### Ausgewählter Textabschnitt
%%

Juncker zur Lage der EU "Es brennt an allen Ecken und Enden"
Mit deutlichen Worten hat EU-Kommissionschef Juncker die Lage der EU skizziert: Im ZDF sprach er von einer "Polykrise" - an allen Ecken und Enden brenne es. Sanktionen gegen Russland wegen dessen Kampf in Syrien lehnte er ab. Dies würde Moskau nicht beeindrucken.
EU-Kommissionspräsident Jean-Claude Juncker sieht die Europäische Union zeitgleich mit mehreren Schwierigkeiten konfrontiert. "Diesmal haben wir es mit einer Polykrise zu tun. Es brennt an allen Ecken und Enden - nicht nur an europäischen Ecken und Enden. Aber dort, wo es außerhalb Europas brennt, verlängert sich die Feuersbrunst nach Europa", sagte er in der ZDF-Sendung "Was nun, Herr Juncker?".
Einen Anfang vom Ende der EU sehe er aber nicht, sagte Juncker. Doch zeigte er Verständnis für den Unmut einiger Bürger. Die EU habe sich zwangsläufig von den Menschen entfernt, es gebe Gräben - genauso wie dies in den Einzelstaaten auch der Fall sei. Er habe versucht, dies von Brüssel aus zu korrigieren. Die EU-Kommission kümmere sich nun vorwiegend um die großen Probleme und wolle sich nicht "im täglichen Kleinklein" verlieren.

%%

### Ziel der Aufgabe
Schreiben Sie den obigen Artikel über Junckers Einschätzung der Lage der EU vollständig und wortgetreu ab.

### Auszug aus Datensatz
%%

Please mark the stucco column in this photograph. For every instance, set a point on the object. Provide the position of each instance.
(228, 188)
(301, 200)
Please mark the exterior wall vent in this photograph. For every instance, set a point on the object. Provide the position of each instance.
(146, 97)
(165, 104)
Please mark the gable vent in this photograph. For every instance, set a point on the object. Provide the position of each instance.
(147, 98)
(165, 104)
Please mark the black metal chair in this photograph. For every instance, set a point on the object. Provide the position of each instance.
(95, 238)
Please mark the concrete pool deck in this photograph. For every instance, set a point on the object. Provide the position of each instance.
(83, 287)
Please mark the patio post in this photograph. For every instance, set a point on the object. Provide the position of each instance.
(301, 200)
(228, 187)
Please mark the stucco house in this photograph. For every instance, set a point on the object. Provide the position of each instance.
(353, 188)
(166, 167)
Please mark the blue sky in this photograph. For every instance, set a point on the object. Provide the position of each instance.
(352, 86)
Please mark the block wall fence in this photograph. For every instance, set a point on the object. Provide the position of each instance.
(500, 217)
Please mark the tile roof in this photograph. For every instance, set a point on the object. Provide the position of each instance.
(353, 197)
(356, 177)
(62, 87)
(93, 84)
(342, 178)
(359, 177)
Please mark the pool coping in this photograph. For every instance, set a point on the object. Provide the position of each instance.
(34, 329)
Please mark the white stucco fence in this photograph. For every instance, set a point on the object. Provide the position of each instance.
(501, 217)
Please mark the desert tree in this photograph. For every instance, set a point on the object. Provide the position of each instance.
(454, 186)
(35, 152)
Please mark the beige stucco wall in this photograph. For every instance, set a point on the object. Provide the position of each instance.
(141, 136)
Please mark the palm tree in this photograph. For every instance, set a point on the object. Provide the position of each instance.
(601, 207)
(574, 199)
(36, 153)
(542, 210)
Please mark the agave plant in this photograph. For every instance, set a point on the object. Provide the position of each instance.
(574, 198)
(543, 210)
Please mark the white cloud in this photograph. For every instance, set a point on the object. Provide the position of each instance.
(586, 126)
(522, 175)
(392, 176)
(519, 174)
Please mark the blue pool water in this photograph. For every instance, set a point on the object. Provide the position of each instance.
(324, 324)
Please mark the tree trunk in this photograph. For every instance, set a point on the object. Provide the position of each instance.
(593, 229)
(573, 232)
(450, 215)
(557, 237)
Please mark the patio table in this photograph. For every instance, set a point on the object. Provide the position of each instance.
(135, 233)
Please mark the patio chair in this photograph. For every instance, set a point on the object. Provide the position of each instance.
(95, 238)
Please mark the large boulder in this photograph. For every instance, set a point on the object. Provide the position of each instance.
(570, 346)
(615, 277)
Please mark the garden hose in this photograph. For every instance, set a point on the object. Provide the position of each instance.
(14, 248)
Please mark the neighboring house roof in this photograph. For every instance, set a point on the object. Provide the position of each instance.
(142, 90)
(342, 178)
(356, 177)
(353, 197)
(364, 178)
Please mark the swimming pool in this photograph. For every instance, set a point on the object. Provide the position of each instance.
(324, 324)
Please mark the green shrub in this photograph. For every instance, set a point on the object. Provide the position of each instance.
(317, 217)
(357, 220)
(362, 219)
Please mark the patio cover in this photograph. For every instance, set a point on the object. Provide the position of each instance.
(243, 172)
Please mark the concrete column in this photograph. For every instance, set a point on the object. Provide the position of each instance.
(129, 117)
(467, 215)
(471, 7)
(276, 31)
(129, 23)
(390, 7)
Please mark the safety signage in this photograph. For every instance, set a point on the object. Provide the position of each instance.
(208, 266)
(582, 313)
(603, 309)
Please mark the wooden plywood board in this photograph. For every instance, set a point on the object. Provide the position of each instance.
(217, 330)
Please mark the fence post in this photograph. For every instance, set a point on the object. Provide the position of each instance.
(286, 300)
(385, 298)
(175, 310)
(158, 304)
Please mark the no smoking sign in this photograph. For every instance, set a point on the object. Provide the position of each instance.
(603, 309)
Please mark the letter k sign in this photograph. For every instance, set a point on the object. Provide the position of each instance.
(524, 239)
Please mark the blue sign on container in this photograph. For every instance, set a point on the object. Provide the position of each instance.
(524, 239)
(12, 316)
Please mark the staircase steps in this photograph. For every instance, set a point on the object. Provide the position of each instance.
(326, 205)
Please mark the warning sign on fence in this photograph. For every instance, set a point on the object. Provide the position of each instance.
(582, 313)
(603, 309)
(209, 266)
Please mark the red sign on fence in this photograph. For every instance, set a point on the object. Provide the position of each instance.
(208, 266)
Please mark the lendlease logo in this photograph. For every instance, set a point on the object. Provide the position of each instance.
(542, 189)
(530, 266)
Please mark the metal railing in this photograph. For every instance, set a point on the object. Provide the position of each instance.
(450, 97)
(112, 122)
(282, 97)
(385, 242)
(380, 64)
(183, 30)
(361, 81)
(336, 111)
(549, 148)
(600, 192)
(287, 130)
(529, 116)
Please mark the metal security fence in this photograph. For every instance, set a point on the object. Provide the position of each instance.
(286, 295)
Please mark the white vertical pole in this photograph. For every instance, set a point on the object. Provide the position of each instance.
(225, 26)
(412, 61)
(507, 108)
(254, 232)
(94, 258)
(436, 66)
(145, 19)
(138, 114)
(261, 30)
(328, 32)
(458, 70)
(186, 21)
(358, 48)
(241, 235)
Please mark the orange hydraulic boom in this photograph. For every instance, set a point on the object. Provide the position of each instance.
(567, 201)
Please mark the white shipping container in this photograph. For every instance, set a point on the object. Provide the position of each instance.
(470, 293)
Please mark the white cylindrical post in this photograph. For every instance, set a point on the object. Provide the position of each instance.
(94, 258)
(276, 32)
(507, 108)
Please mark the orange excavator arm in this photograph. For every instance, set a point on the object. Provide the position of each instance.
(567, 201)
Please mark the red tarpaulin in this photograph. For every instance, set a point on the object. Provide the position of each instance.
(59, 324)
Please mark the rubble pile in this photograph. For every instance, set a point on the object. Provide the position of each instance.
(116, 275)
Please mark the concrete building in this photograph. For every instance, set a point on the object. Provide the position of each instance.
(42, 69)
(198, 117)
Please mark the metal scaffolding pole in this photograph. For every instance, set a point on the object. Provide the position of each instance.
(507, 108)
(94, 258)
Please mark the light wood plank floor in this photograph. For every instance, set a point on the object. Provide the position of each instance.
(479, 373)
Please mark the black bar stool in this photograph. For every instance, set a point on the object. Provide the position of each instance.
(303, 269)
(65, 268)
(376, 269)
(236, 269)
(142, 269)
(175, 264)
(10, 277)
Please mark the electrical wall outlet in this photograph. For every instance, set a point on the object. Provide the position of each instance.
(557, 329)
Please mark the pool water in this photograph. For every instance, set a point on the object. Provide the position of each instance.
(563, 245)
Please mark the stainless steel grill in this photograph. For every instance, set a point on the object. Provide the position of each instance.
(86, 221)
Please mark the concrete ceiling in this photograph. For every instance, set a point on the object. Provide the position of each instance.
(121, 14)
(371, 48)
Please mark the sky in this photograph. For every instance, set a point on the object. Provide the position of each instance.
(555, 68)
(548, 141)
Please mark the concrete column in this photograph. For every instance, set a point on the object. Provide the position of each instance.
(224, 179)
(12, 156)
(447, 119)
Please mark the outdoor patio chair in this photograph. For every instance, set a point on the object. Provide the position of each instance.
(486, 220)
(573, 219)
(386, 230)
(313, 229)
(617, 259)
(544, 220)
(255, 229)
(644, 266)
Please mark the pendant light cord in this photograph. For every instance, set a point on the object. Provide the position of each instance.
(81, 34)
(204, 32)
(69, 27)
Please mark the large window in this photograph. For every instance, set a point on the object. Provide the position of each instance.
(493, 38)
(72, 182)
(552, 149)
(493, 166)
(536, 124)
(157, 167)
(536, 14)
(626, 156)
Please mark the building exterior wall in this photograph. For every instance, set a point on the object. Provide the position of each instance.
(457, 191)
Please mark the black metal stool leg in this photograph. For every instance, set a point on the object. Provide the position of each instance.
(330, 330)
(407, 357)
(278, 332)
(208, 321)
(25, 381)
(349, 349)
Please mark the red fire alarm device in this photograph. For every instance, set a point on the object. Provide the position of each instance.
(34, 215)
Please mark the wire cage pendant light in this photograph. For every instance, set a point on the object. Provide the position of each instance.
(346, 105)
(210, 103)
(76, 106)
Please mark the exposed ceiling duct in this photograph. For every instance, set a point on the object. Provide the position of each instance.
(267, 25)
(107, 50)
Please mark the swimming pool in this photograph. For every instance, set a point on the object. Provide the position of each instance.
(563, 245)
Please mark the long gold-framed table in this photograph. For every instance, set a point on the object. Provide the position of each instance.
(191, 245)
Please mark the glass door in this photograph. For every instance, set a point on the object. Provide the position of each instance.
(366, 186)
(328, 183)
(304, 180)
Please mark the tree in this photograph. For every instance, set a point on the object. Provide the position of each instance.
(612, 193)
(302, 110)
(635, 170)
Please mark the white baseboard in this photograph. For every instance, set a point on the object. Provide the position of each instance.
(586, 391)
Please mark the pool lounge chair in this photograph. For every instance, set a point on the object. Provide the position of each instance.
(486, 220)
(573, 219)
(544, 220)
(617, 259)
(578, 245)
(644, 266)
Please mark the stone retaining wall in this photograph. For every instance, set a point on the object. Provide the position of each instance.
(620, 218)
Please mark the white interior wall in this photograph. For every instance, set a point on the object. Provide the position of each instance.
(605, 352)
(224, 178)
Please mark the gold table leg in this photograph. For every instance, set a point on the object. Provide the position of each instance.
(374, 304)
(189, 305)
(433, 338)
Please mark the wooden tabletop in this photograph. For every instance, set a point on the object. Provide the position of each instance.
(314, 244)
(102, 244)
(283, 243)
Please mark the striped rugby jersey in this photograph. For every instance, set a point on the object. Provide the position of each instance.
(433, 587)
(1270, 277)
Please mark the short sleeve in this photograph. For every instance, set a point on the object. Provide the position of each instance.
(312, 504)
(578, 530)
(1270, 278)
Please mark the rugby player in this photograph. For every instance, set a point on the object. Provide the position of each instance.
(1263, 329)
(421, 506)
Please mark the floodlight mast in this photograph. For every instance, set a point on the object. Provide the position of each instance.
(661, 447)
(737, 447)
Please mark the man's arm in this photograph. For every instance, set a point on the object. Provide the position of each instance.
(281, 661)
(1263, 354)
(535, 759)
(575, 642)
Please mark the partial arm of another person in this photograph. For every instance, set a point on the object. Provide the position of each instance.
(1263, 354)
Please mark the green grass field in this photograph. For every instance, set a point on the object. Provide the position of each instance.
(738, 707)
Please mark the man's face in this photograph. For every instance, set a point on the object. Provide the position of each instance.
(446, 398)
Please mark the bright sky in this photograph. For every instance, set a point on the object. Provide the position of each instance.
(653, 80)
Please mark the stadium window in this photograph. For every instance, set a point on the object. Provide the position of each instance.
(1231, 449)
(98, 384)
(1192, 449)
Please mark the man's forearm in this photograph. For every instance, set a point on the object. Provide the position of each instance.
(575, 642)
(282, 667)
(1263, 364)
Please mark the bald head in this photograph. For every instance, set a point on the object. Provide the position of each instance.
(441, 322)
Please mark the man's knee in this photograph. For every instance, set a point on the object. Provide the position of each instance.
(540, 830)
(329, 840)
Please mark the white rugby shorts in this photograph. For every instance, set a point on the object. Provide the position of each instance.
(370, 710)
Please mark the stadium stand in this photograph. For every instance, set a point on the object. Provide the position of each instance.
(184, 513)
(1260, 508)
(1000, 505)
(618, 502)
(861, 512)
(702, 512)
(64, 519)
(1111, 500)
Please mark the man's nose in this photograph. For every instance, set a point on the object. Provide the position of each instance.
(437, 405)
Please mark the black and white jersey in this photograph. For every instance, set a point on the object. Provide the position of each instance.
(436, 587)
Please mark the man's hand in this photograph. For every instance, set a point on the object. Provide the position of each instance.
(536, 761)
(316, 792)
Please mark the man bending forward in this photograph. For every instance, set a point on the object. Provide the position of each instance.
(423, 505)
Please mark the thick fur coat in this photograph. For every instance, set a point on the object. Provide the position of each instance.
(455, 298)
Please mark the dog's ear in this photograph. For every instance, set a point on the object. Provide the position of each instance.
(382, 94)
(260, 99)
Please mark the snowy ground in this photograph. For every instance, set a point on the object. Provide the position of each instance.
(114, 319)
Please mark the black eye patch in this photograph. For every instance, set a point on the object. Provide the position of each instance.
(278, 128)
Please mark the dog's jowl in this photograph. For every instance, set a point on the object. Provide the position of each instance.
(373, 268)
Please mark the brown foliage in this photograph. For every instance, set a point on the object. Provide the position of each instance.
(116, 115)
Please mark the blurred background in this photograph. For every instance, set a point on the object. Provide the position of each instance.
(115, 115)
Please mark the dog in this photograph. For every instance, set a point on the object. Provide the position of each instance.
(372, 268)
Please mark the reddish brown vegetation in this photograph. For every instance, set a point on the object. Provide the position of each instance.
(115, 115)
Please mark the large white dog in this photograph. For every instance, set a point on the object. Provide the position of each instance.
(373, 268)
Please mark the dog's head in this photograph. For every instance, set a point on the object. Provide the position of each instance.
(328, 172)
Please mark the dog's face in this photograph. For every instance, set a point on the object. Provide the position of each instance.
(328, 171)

%%

### Ergebnis der Übung
Juncker zur Lage der EU "Es brennt an allen Ecken und Enden"
Mit deutlichen Worten hat EU-Kommissionschef Juncker die Lage der EU skizziert: Im ZDF sprach er von einer "Polykrise" - an allen Ecken und Enden brenne es. Sanktionen gegen Russland wegen dessen Kampf in Syrien lehnte er ab. Dies würde Moskau nicht beeindrucken.
EU-Kommissionspräsident Jean-Claude Juncker sieht die Europäische Union zeitgleich mit mehreren Schwierigkeiten konfrontiert. "Diesmal haben wir es mit einer Polykrise zu tun. Es brennt an allen Ecken und Enden - nicht nur an europäischen Ecken und Enden. Aber dort, wo es außerhalb Europas brennt, verlängert sich die Feuersbrunst nach Europa", sagte er in der ZDF-Sendung "Was nun, Herr Juncker?".
Einen Anfang vom Ende der EU sehe er aber nicht, sagte Juncker. Doch zeigte er Verständnis für den Unmut einiger Bürger. Die EU habe sich zwangsläufig von den Menschen entfernt, es gebe Gräben - genauso wie dies in den Einzelstaaten auch der Fall sei. Er habe versucht, dies von Brüssel aus zu korrigieren. Die EU-Kommission kümmere sich nun vorwiegend um die großen Probleme und wolle sich nicht "im täglichen Kleinklein" verlieren.